Tasks –
a – Say whether each statement agrees with the text on Madagascar's lemurs. For each, answer yes or no and quote the deciding words of the text. (i) Madagascar is the world's third largest island. (ii) The fossa is closely related to the mongoose. (iii) Scientists currently recognize about 60 kinds of lemurs.
b – According to the text on Madagascar's lemurs, how do sifakas cross open ground?
c – Update the part of the text on Madagascar's lemurs that opens with "Lemurs are a" and closes with "land-clearing with fire).". Write that part out again with "monkeys" replaced by "apes".

Text provided –
◇ ◇ ◇

In the dry deciduous forests of south western Madagascar there lives a lemur that loudly cusses but "dances" like a ballet performer. Verreaux's sifaka is among the most popular of lemur species, a group of primates endemic to islands off the southeastern coast of Africa. While threatened, Verreaux's sifaka is easily spotted in several of Madagascar's more accessible parks.
A little larger than California, Madagascar is the world's fourth largest island. Isolated from mainland Africa for about 160 million years, 80% of its native flora and fauna are unique to the island. While Madagascar is best known for its lemurs it also is home to a number of other evolutionary peculiarities from the streaked tenrec, a spiny yellow and black insectivore that resembles a miniature hedgehog and makes grinding-chirping noises when threatened, to the fossa, a carnivorous mammal that looks like a cross between a puma and a dog but is closely related to the mongoose. Madagascar also has more than half the world's chameleon species, neon green day geckos, three times as many kinds of palm trees as mainland Africa, and an entire ecosystem consisting only of endemic spiny plants. Needless to say, Madagascar's flora and fauna make it one of the most biologically important places on Earth.
Lemurs are a key component in Madagascar's biodiversity. Lemurs belong to a group of primates known as prosimians that were once distributed worldwide but today have been largely replaced by monkeys. It is only because of Madagascar's isolation that lemurs have managed to survive and flourish. Currently about 60 kinds of lemurs are recognized by scientists, a number that has grown in recent years with the discovery of several new species including two this year. Despite these findings, Madagascar's lemur diversity is considerably poorer than when humans first set foot on the island about 2000 years ago. Since then, the island's largest lemurs species have been hunted to extinction and suffered from habitat loss induced by climate change and human activities (especially land-clearing with fire).
Even with these losses, Madagascar's lemurs display a range of interesting behaviors from singing like a whale (the indri) to extracting insects from tree bark using a long twig-shaped finger (the aye-aye). Among the most amusing of these behaviors is that of Verreaux's Sifaka, which can be spotted in deciduous forest habitats including Andohahela, Berenty, Beza-Mahafaly, Isalo, and Kirindy.
While sifakas are generally found in trees where they are capable jumpers and feed on fruit, flowers, wood, bark and leaves, they are best known for their "dancing." Since trees in their habitat are often dispersed, sifakas cross open ground by sashaying on their hind legs with arms aloft. There are few animal sights more entertaining than witnessing a group of sifakas crossing a road.

◇ ◇ ◇

Records shown –
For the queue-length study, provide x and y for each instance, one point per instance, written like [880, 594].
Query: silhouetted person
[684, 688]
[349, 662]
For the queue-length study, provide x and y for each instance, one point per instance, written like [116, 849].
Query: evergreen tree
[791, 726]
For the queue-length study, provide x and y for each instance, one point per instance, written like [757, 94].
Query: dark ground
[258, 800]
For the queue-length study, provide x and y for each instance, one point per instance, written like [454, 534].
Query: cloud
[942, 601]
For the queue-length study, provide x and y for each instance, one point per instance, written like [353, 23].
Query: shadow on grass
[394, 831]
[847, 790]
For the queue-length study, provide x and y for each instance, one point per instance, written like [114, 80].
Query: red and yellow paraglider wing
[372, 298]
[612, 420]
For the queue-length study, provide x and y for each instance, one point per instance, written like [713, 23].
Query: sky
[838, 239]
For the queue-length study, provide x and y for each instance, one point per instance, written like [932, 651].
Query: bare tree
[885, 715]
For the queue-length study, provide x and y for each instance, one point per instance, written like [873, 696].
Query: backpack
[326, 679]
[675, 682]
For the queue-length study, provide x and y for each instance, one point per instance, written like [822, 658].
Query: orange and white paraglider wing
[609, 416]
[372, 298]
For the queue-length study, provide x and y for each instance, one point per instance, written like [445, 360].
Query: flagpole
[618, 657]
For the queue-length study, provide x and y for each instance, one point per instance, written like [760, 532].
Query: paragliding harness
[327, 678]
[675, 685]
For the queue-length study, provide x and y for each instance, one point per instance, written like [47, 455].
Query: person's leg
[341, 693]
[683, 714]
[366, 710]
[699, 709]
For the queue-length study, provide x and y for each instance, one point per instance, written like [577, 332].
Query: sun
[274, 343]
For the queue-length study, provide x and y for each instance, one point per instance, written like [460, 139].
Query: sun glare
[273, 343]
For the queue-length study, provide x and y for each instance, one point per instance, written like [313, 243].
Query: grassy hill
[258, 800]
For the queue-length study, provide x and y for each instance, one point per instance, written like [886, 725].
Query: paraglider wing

◇ ◇ ◇

Solutions for each task –
a –
(i) No: "Madagascar is the world's fourth largest island."
(ii) Yes: "is closely related to the mongoose"
(iii) Yes: "Currently about 60 kinds of lemurs are recognized by scientists"

b – They sashay on their hind legs with their arms aloft.

c –
Lemurs are a key component in Madagascar's biodiversity. Lemurs belong to a group of primates known as prosimians that were once distributed worldwide but today have been largely replaced by apes. It is only because of Madagascar's isolation that lemurs have managed to survive and flourish. Currently about 60 kinds of lemurs are recognized by scientists, a number that has grown in recent years with the discovery of several new species including two this year. Despite these findings, Madagascar's lemur diversity is considerably poorer than when humans first set foot on the island about 2000 years ago. Since then, the island's largest lemurs species have been hunted to extinction and suffered from habitat loss induced by climate change and human activities (especially land-clearing with fire).